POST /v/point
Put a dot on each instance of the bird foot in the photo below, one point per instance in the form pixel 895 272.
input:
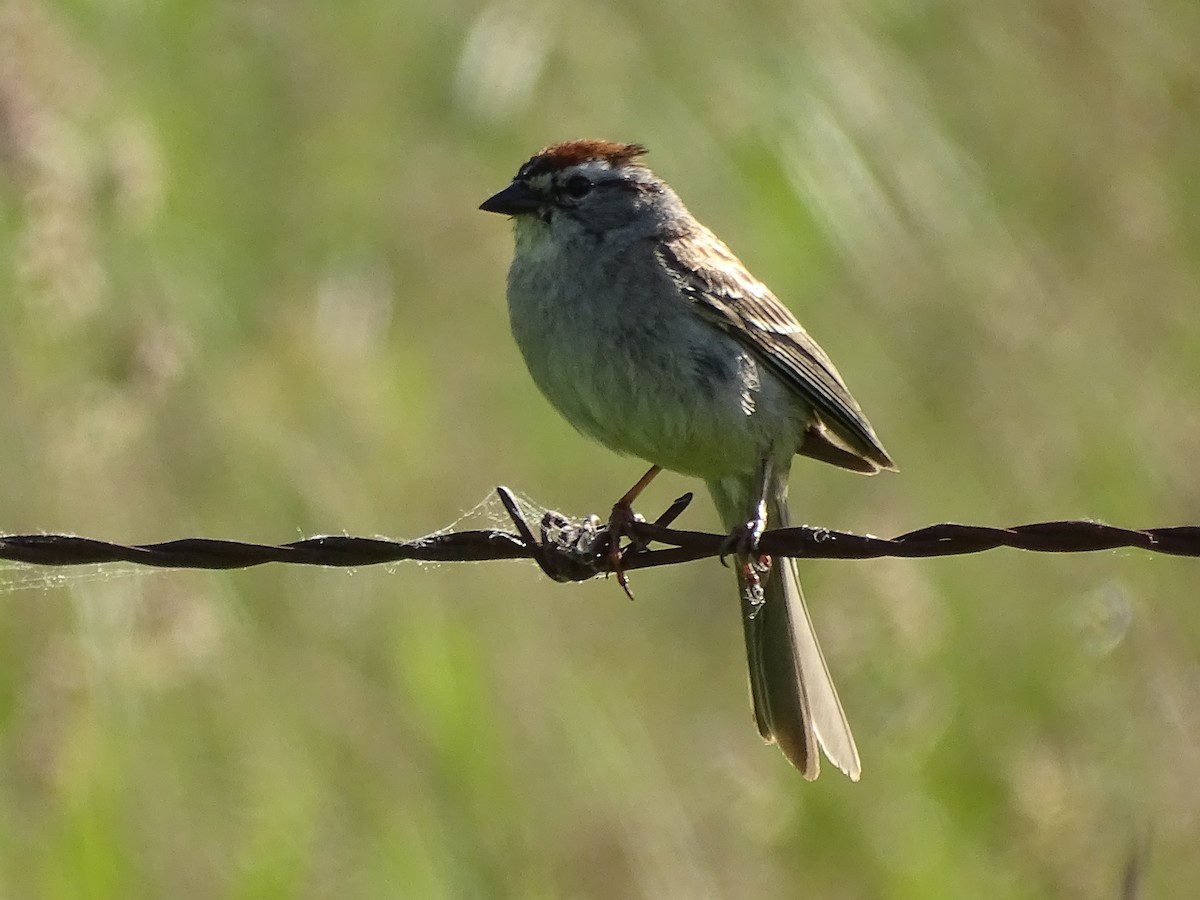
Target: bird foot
pixel 619 521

# # # #

» **TASK BRIEF**: If the string "point" is in a line of the entries, pick that line out.

» **OUTPUT FOR THIS EXERCISE**:
POST /v/point
Put a dot on each instance of the bird foot in the photo below, one point per instance in the form pixel 895 272.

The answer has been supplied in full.